▶ _Exercise_
Copy the entire listing exactly.

▶ _Dataset_
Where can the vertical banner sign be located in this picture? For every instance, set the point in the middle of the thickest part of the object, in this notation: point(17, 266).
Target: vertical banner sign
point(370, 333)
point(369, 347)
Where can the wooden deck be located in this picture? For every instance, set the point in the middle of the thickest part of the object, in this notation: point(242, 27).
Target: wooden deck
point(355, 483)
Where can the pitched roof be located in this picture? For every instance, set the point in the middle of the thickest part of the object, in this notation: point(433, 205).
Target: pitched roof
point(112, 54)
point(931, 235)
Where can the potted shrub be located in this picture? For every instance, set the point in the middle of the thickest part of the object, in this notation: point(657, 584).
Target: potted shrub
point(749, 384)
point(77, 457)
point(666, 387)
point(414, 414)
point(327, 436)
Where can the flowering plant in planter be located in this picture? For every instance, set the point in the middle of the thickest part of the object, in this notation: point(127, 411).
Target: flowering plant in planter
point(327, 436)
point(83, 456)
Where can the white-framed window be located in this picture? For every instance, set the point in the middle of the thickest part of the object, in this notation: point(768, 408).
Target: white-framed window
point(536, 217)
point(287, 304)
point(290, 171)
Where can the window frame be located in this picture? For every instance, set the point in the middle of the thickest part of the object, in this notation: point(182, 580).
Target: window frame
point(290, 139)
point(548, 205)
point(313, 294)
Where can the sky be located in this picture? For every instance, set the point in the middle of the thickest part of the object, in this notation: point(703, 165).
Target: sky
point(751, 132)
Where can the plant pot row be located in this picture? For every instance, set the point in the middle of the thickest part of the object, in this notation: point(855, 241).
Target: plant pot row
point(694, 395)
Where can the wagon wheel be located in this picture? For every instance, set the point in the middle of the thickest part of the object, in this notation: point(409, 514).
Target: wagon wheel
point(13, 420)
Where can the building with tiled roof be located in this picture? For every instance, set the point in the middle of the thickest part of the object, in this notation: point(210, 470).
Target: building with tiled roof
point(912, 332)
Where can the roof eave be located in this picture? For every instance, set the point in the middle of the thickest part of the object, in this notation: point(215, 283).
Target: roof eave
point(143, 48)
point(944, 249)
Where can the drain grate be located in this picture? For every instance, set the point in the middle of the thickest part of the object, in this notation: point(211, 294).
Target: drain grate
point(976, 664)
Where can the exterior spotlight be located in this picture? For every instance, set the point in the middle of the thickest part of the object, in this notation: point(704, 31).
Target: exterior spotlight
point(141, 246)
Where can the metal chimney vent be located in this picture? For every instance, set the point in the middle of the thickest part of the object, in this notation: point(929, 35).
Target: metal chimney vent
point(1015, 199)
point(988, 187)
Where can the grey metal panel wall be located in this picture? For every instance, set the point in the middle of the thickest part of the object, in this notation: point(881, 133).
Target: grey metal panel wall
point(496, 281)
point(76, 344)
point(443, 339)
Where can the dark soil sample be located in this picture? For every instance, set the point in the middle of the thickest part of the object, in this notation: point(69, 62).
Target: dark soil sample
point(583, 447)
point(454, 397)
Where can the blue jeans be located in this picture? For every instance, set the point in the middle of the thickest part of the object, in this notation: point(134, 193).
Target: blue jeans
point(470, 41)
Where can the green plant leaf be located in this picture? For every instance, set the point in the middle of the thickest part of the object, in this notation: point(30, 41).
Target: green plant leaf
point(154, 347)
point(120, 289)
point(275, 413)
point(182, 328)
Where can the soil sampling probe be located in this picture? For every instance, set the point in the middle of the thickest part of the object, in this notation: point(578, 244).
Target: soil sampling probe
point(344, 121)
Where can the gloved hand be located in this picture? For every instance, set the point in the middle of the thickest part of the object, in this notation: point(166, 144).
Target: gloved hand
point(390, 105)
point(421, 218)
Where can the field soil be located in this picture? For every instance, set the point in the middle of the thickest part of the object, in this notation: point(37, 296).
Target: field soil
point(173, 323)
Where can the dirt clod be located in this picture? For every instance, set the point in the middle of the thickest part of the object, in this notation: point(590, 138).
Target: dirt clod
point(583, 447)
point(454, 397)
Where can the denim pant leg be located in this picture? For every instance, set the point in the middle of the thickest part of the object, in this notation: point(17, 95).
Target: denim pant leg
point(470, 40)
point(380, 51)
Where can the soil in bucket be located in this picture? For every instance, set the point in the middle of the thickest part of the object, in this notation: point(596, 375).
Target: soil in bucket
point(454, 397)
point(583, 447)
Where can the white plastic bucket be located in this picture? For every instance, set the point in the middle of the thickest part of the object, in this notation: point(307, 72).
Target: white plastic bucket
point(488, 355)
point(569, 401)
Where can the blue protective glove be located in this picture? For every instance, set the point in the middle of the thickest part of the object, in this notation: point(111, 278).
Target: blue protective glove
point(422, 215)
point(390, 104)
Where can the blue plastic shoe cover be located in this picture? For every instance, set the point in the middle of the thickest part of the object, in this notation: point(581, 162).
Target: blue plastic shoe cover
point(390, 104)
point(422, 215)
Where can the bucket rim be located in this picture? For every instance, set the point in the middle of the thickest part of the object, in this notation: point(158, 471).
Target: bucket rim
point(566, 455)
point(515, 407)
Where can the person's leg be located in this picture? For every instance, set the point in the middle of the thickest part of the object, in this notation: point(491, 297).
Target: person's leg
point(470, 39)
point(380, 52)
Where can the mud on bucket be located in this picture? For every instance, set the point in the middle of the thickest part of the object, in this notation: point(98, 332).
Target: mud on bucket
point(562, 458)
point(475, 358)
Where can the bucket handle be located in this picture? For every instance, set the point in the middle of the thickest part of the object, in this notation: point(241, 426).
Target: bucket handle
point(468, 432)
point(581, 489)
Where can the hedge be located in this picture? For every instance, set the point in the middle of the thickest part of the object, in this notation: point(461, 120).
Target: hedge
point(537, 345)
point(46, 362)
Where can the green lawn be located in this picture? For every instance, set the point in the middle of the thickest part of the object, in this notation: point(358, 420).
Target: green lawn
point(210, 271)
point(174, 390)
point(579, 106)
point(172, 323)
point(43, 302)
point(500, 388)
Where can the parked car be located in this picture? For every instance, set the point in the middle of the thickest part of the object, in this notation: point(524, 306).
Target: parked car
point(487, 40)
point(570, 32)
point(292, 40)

▶ _Output for this task_
Where can the vertical banner sign be located in this picture? For every instance, set the point in the middle of the thickest part of the object, in this notation: point(17, 266).
Target: vertical banner sign
point(370, 333)
point(369, 347)
Where can the wooden deck be located in this picture? For every instance, set the point in the middle of the thickest part of the object, in this notation: point(242, 27).
Target: wooden deck
point(355, 483)
Where can the pitched roof be located in this picture? For every instance, set the point in the middle of the thickest part of the object, in this notation: point(433, 205).
Target: pitched roof
point(112, 54)
point(931, 235)
Where can the potted shrub be located in this picture? For every instance, set the point in the middle of the thickest part of the object, in this notation: point(657, 584).
Target: potted shrub
point(749, 384)
point(77, 457)
point(666, 387)
point(414, 414)
point(327, 436)
Where can the flowering plant in planter be located in this picture? For every instance, set the point in the middle of the thickest part of the object, in this notation: point(127, 411).
Target: flowering plant in planter
point(327, 436)
point(83, 456)
Where can the white-framed window be located in this picture? For every instance, set the point in the middle of the thickest part of the object, in this notation: point(768, 408).
Target: white-framed window
point(536, 217)
point(287, 304)
point(290, 171)
Where can the window frame be located in this picture? For every instance, set the point in the middle of the thickest part of the object, in this notation: point(182, 580).
Target: window frame
point(290, 139)
point(548, 205)
point(313, 294)
Where can the sky be located in this picture? For every instance, set the point in the middle of the thickest part of the object, in this notation: point(703, 165).
Target: sky
point(751, 132)
Where can the plant pot row be located in this picture? For every instance, set the point in the middle of the thickest part of the object, in this notation: point(855, 241).
Target: plant pot row
point(694, 395)
Where can the wagon wheel be located in this picture? For every instance, set the point in the middle of the thickest part of the object, in this notation: point(409, 514).
Target: wagon wheel
point(13, 420)
Where can the building with tiled roof be located in this picture? For every instance, set the point in the middle of the thickest part of the object, in this notation: point(210, 470).
Target: building with tiled roof
point(912, 332)
Where can the roof eave be located in this picture? For every instance, set the point in the middle of the thickest part of the object, in this notation: point(215, 283).
Target: roof eave
point(143, 48)
point(944, 249)
Where can the drain grate be located in this picture? For every instance, set the point in the middle of the thickest part of the object, in this notation: point(211, 294).
Target: drain grate
point(976, 664)
Where can the exterior spotlight be located in this picture? For every instance, set the point in the middle of the thickest part of the object, in this notation: point(704, 31).
Target: exterior spotlight
point(141, 246)
Where can the metal chimney vent be located in this picture? For every instance, set the point in the middle of the thickest part of the object, in this notation: point(929, 35).
Target: metal chimney vent
point(1015, 199)
point(988, 187)
Where can the grey metal panel wall be located in this picture? For every instance, set the point in the middle of the thickest part of the object, in this notation: point(881, 133).
Target: grey metal panel wall
point(496, 281)
point(76, 344)
point(443, 339)
Where can the dark soil sample be located in this picture? For every instance, set the point in the middle of the thickest part of the object, in this notation: point(69, 62).
Target: dark soil sample
point(583, 447)
point(454, 397)
Where can the blue jeans be located in this picture? For every instance, set the point in the middle of the thickest part of the object, in this notation: point(134, 193).
Target: blue jeans
point(470, 41)
Where can the green plant leaf be located in this picture? For every instance, set the point in the middle of the thickest part of the object, in this notation: point(30, 41).
Target: green plant leaf
point(154, 347)
point(120, 289)
point(275, 413)
point(182, 328)
Where can the soil sampling probe be located in this picture? For every instance, set the point in the middle of the thickest part of the object, in this notation: point(578, 244).
Target: soil sampling probe
point(344, 121)
Where can the gloved hand be located in this picture? For every instance, set the point in the middle of the thickest part of the object, in this notation: point(166, 144).
Target: gloved hand
point(390, 105)
point(421, 218)
Where can the field soil be located in this picture? For every instance, set the point in the middle of the thickest part of the object, in this notation: point(37, 296).
Target: field soil
point(173, 323)
Where can the dirt clod be located in this picture? For every instance, set the point in the middle of the thickest part of the object, in this notation: point(590, 138).
Target: dirt clod
point(583, 447)
point(454, 397)
Where can the denim pant leg be located in this picture? For every instance, set the point in the middle of the thickest part of the object, in this notation: point(17, 95).
Target: denim pant leg
point(470, 40)
point(380, 51)
Where can the soil in bucket be located in this picture? For every instance, set the point in the middle of the thickest part of the object, in this notation: point(596, 375).
Target: soil in bucket
point(454, 397)
point(583, 447)
Where can the white plastic bucket be located in this picture? For every instance, set the point in the middle of the thickest part of the object, in this notation: point(307, 72).
Target: white plastic bucket
point(488, 355)
point(569, 401)
Where can the blue protective glove be located in this picture? For every instance, set the point in the middle of the thickest part of the object, in this notation: point(111, 278).
Target: blue protective glove
point(422, 215)
point(390, 104)
Where can the blue plastic shoe cover be located in this picture? For every instance, set the point in the middle of the thickest part of the object, in this notation: point(581, 162).
Target: blue plastic shoe cover
point(390, 104)
point(422, 215)
Where can the bucket rim be located in this picture? For every instance, set the point in the middle of the thickest part of the object, in this notation: point(158, 471).
Target: bucket rim
point(566, 455)
point(515, 407)
Where can the person's leg be located in this picture? For every instance, set the point in the middle of the thickest part of the object, in this notation: point(491, 297).
Target: person's leg
point(470, 39)
point(380, 52)
Where can the mud on bucket be located in this picture? For every instance, set the point in the middle of the thickest part of the object, in this notation: point(98, 332).
Target: mud on bucket
point(562, 458)
point(475, 358)
Where can the bucket handle be located in this picture? For every instance, set the point in the middle of the thickest part of the object, in this notation: point(241, 426).
Target: bucket handle
point(468, 432)
point(581, 489)
Where can the hedge be located in this picture? For every instance, set the point in the middle of the thickest part of the object, in this notation: point(461, 120).
Target: hedge
point(537, 345)
point(46, 362)
Where can the green lawn be located in this picture? For every instance, set the point in the middle of the thickest part of the object, in this notation: point(358, 420).
Target: green lawn
point(210, 271)
point(174, 390)
point(579, 106)
point(172, 323)
point(43, 302)
point(500, 388)
Where can the parked car be located in this picture? For every instance, set the point in the middle of the thickest part of the object, in this notation: point(524, 306).
Target: parked car
point(487, 40)
point(570, 32)
point(292, 40)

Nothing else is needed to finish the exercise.